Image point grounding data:
+ + + + + + +

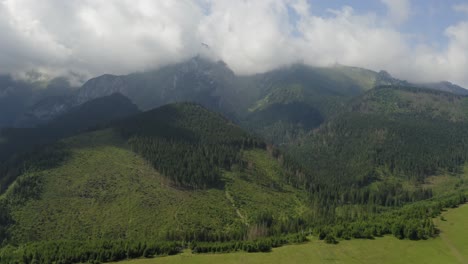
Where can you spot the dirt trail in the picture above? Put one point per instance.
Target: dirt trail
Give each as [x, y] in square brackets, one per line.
[453, 249]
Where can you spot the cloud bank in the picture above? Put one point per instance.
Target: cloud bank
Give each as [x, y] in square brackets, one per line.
[92, 37]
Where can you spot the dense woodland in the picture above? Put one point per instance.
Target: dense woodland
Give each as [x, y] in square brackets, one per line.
[355, 169]
[188, 143]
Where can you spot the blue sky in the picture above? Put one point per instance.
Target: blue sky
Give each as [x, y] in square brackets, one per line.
[415, 40]
[427, 21]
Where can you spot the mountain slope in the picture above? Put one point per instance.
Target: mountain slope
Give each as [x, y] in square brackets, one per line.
[104, 189]
[392, 131]
[17, 142]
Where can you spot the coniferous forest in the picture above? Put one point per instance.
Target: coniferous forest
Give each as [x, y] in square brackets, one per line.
[183, 176]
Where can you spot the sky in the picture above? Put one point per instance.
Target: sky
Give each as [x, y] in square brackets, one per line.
[415, 40]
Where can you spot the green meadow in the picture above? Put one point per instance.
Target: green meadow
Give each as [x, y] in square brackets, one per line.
[450, 247]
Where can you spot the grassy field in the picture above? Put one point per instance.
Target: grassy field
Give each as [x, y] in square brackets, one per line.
[450, 247]
[104, 190]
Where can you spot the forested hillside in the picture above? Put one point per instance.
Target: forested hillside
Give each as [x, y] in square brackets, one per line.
[19, 145]
[182, 176]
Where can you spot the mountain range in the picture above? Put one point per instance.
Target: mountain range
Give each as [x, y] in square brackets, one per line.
[192, 155]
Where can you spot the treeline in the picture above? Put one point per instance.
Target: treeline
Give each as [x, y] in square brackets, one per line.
[413, 221]
[259, 245]
[65, 252]
[359, 149]
[187, 143]
[39, 158]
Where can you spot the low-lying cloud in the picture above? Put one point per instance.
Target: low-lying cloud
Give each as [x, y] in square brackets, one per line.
[93, 37]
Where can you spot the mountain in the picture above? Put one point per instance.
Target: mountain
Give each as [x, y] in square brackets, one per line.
[179, 172]
[18, 96]
[279, 105]
[446, 87]
[15, 143]
[391, 133]
[183, 176]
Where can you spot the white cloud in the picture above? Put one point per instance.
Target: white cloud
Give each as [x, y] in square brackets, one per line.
[399, 10]
[462, 8]
[99, 36]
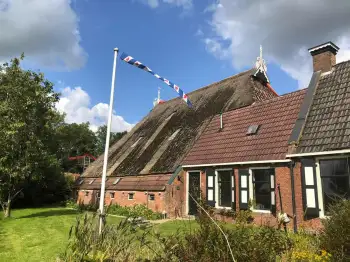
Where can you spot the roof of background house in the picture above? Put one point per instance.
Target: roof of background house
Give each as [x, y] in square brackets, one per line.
[327, 126]
[275, 117]
[159, 142]
[138, 183]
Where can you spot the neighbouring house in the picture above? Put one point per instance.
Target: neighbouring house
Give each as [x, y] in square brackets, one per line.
[144, 167]
[294, 148]
[321, 140]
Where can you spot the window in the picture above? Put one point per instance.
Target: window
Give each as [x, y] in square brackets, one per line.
[151, 197]
[224, 188]
[131, 196]
[116, 181]
[335, 180]
[262, 188]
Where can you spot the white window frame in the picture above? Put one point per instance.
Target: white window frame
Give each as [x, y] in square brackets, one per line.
[187, 186]
[251, 188]
[216, 197]
[133, 196]
[319, 181]
[149, 197]
[111, 193]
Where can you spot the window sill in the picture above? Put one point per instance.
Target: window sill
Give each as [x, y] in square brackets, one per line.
[261, 211]
[219, 207]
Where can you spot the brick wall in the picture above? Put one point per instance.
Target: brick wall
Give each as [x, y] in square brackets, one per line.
[282, 177]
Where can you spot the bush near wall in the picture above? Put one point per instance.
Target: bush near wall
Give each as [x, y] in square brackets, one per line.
[335, 237]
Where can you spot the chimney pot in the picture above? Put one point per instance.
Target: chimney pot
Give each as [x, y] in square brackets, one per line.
[324, 56]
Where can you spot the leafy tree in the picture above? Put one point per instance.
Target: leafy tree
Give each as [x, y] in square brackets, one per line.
[75, 140]
[28, 121]
[101, 138]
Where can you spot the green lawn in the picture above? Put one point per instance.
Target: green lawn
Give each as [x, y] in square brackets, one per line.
[40, 234]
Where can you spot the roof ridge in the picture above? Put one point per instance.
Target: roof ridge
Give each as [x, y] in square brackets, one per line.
[214, 83]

+ + + + + + +

- TASK ITEM: Every line above that holds the string "dirt" should be returned.

- SOLUTION TO THIS PROBLEM:
Where can you spot the dirt trail in the picture above? Put one point per instance.
Target: dirt trail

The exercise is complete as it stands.